--- Supplied records ---
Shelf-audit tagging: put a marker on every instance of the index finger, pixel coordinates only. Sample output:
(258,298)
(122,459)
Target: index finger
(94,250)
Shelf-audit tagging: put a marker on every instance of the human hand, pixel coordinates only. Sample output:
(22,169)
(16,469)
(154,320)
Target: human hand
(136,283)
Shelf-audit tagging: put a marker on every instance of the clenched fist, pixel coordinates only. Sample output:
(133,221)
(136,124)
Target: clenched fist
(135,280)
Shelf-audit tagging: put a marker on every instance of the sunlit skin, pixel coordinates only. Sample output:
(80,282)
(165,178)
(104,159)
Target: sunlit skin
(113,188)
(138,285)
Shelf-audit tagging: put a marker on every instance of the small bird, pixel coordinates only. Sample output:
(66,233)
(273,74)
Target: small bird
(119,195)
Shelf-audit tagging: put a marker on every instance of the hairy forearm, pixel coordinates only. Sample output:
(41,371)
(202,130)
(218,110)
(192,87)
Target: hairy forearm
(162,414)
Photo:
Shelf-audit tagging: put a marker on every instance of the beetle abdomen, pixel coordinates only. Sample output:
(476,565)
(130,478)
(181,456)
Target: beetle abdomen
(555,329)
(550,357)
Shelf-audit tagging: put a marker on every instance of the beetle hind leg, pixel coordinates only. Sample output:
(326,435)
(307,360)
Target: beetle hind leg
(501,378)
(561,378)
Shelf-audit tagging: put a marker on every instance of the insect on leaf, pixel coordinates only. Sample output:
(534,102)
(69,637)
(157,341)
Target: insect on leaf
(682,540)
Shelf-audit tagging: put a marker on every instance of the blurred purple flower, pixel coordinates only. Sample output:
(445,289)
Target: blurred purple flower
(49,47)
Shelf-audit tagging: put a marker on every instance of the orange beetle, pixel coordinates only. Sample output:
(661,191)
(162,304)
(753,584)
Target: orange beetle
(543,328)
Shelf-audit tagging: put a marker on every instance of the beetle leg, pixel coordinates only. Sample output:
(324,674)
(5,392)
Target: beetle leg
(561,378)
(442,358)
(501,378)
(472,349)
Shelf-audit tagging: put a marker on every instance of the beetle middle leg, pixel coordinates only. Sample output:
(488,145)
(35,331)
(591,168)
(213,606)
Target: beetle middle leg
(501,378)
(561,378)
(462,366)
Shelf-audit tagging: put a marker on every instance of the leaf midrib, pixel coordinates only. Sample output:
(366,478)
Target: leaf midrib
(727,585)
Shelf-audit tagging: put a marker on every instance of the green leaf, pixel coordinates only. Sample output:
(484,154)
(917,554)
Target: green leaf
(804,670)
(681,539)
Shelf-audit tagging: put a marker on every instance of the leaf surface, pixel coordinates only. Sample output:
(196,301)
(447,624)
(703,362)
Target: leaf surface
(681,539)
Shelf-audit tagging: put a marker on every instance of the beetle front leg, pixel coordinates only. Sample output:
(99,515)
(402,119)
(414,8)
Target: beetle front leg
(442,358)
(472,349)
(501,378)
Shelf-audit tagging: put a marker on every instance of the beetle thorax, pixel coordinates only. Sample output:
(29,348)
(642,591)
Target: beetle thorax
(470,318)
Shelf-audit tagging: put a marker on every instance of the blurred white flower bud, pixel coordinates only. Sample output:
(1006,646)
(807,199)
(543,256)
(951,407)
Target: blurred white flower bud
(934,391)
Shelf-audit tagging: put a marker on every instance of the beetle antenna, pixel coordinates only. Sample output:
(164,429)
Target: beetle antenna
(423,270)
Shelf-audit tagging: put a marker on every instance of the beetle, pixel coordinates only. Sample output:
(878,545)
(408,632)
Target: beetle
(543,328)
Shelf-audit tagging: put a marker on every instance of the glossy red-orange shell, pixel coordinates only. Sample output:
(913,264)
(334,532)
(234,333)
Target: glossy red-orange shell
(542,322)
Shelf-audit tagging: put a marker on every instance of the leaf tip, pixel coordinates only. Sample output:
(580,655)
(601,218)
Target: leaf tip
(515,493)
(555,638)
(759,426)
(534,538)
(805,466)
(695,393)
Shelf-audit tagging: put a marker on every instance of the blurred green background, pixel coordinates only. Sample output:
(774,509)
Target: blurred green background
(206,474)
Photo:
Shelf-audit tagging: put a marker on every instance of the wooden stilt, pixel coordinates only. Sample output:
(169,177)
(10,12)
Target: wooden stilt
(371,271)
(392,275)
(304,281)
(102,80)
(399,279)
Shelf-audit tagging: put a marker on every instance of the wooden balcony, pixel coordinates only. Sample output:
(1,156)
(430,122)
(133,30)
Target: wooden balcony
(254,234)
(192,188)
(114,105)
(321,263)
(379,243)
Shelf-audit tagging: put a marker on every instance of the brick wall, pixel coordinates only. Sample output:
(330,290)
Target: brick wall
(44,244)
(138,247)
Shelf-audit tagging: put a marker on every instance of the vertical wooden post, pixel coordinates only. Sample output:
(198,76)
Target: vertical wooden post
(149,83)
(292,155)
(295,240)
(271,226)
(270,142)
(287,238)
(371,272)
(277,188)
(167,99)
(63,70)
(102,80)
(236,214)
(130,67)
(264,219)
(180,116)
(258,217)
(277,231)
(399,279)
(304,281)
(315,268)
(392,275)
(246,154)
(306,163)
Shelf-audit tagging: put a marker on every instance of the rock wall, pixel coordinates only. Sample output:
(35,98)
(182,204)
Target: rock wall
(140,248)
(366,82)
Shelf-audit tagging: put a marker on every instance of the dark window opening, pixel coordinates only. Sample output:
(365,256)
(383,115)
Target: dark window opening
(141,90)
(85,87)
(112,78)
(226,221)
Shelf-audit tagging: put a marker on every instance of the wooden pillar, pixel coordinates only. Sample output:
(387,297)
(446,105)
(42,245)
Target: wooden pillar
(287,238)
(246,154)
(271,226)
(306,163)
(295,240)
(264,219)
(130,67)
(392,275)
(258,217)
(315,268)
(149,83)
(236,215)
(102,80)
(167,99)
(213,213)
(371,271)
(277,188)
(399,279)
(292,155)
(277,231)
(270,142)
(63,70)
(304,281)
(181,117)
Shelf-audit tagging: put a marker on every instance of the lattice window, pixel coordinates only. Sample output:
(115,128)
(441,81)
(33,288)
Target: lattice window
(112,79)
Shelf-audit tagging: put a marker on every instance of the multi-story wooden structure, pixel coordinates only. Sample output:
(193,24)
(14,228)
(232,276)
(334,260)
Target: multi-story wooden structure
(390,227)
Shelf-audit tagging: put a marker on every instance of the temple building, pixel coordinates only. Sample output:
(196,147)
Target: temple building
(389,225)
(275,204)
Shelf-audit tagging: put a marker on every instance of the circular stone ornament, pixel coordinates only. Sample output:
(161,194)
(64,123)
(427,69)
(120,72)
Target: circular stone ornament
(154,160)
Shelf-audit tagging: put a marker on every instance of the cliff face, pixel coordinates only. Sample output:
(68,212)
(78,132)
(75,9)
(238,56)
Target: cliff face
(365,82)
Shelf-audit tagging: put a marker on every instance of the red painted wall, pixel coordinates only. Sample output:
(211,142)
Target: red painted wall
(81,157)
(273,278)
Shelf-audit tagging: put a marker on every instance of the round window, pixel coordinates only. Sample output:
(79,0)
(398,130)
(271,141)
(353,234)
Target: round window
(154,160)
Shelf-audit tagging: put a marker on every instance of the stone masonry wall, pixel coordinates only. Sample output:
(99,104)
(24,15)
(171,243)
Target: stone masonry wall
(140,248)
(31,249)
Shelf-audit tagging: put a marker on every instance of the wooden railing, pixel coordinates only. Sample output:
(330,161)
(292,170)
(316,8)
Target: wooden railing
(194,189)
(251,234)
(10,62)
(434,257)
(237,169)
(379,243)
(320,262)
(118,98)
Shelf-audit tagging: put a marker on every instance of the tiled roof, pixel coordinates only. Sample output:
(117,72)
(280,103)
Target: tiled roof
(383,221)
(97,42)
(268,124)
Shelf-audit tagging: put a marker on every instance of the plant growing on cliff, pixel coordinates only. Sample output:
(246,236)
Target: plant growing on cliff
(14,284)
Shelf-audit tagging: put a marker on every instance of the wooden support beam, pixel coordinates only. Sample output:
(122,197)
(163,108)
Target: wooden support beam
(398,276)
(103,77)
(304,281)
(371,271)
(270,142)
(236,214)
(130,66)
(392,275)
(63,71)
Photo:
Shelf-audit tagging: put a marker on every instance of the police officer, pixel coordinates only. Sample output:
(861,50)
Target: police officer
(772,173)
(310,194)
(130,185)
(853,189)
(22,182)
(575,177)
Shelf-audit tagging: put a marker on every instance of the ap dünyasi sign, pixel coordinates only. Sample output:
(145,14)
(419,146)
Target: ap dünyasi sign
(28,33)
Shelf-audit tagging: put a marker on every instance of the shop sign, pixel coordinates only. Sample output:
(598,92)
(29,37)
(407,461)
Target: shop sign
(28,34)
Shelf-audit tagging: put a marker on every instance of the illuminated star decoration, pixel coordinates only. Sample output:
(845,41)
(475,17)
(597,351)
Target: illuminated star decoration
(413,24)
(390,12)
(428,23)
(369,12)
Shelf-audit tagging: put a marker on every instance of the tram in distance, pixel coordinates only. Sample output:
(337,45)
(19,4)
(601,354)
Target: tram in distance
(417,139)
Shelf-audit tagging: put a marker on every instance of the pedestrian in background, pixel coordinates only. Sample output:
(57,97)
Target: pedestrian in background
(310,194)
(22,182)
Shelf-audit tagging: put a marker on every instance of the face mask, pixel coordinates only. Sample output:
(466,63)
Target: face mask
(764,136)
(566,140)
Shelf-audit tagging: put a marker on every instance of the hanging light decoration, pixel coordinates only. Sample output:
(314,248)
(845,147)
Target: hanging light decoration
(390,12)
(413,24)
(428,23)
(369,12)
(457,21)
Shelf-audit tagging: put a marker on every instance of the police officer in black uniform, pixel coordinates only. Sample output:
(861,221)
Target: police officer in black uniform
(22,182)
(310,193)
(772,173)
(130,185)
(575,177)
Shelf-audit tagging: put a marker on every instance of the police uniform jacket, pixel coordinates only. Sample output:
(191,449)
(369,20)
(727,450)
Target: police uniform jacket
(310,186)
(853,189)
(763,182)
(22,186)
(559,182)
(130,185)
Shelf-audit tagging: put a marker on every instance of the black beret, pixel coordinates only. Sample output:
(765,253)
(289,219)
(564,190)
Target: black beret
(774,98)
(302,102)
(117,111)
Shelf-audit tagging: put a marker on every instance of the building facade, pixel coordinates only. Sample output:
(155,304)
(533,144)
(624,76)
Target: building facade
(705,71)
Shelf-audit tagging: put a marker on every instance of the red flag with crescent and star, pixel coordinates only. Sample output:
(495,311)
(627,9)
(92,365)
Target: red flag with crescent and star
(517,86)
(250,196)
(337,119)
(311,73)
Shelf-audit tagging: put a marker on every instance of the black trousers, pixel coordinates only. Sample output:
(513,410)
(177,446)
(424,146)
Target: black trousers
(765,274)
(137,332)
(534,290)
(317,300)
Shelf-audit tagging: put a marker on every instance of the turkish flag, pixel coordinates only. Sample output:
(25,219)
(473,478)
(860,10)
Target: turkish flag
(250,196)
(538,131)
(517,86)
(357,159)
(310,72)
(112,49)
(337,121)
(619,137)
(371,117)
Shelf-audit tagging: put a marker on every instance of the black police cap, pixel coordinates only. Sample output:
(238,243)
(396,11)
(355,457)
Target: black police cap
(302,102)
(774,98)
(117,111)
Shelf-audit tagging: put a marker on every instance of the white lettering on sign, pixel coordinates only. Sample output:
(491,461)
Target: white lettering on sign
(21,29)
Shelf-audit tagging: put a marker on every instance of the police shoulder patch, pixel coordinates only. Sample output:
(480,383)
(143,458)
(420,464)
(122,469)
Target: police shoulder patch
---
In the entries above, find each line that has the word "patch". Copy it.

Shelf-audit tagging: put a marker on every instance of the police shoulder patch, pixel coordinates only. Sample output:
Target: police shoulder patch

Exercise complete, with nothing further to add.